◆ EXERCISE
Starting with the line that contains "and find grey" and going on through the end of the listing, swap "blind user" for "visually impaired user" and write those lines out again with everything else unchanged.

[Items from a dataset]
____

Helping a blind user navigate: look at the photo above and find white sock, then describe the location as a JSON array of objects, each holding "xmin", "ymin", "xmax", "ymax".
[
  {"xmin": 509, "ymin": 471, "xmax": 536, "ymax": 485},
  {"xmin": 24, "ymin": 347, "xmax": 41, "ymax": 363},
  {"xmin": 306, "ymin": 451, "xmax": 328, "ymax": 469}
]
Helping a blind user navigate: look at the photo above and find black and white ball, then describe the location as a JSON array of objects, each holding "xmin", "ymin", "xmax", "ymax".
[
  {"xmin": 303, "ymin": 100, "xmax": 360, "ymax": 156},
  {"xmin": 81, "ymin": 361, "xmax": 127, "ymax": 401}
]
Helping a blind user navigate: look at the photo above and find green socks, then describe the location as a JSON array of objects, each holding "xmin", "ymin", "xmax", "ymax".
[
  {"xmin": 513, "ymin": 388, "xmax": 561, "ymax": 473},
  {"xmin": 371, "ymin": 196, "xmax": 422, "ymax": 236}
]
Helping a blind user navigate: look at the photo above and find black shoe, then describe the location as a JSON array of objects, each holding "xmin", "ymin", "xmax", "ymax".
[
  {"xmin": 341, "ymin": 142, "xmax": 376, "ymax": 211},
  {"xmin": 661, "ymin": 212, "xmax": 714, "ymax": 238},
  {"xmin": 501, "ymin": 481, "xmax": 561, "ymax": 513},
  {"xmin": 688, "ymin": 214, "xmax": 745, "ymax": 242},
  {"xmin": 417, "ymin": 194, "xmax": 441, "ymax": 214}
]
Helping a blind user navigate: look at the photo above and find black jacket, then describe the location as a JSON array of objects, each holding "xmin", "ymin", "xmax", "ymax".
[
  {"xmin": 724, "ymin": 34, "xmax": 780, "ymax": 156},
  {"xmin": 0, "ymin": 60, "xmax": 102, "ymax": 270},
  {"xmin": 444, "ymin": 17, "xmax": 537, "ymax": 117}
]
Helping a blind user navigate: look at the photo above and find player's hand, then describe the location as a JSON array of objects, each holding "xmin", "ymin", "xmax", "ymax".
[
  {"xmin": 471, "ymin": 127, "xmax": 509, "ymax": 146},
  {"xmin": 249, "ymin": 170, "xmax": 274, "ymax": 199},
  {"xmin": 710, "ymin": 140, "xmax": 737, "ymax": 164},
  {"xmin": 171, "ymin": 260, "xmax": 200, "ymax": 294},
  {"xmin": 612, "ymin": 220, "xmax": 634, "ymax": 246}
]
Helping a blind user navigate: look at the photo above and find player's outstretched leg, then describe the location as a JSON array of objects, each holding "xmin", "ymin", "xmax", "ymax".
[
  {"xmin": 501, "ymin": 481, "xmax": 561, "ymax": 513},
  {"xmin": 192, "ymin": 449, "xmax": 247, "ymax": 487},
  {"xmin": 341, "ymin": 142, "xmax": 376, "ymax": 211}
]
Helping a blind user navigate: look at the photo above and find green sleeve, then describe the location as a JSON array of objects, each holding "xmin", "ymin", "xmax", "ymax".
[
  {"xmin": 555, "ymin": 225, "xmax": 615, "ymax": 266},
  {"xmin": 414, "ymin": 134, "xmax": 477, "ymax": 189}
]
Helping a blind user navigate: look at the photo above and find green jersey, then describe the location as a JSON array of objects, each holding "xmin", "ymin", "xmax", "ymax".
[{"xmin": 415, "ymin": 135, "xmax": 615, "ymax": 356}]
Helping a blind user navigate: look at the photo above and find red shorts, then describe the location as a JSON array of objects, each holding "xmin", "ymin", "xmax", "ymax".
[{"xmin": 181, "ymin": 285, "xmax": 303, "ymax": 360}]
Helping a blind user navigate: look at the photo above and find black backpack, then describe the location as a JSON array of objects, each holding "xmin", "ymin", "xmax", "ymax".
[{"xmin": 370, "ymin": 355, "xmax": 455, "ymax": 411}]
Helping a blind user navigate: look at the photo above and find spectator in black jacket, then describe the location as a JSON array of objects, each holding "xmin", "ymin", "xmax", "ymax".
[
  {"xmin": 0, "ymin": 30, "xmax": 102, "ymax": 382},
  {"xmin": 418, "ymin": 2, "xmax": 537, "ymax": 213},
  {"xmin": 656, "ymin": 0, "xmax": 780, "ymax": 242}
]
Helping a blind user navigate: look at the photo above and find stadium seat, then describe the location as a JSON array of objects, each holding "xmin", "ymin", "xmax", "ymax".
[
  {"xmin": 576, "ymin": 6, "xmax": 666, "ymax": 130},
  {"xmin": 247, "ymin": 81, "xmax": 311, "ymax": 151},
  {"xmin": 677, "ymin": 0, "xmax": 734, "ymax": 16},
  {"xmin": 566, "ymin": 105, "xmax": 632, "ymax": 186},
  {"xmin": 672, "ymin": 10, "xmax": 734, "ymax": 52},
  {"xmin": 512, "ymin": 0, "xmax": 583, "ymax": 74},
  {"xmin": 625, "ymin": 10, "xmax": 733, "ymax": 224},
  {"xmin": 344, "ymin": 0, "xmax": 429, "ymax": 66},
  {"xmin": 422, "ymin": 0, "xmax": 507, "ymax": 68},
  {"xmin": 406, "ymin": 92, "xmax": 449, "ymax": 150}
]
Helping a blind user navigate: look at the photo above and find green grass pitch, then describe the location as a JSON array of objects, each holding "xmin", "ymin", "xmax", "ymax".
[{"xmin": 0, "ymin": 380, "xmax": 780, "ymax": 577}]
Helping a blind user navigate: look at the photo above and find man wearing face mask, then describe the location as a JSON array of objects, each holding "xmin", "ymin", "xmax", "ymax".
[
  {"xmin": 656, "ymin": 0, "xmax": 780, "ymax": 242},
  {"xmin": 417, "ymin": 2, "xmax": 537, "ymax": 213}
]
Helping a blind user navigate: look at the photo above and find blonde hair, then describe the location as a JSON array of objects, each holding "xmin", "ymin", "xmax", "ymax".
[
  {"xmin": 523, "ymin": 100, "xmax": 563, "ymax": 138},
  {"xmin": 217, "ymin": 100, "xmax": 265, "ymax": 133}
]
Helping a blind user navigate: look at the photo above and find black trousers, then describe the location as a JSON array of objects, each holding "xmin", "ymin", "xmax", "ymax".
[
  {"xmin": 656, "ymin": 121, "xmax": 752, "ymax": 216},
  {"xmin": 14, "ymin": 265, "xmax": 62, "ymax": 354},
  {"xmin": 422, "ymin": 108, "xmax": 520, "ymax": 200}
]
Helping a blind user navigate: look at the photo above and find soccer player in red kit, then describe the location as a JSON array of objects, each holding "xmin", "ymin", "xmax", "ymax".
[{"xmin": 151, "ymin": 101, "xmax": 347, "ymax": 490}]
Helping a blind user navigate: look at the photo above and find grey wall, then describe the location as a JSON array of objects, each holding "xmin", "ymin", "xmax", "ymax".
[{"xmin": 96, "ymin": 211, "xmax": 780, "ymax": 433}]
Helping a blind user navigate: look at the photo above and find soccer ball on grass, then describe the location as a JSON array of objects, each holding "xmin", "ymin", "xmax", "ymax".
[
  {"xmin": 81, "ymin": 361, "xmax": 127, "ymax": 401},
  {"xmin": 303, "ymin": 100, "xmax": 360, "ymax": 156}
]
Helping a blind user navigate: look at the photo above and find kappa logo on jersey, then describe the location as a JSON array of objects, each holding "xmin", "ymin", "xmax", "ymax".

____

◆ CORRECT RESPONSE
Helping a visually impaired user navigate: look at the photo above and find grey wall, then describe the location as a JSON array of objects, each holding "xmin", "ymin", "xmax", "ymax".
[{"xmin": 96, "ymin": 211, "xmax": 780, "ymax": 433}]
Helping a visually impaired user navigate: look at the photo above and find soccer ball on grass, then describe the location as a JSON array of objects, each holding "xmin", "ymin", "xmax", "ymax".
[
  {"xmin": 81, "ymin": 361, "xmax": 127, "ymax": 401},
  {"xmin": 303, "ymin": 100, "xmax": 360, "ymax": 156}
]
Helping a visually impaired user navigate: look at the photo above and find kappa logo on jersey, then describe the location as a JSON array of objects, each holding "xmin", "ymin", "xmax", "ymax".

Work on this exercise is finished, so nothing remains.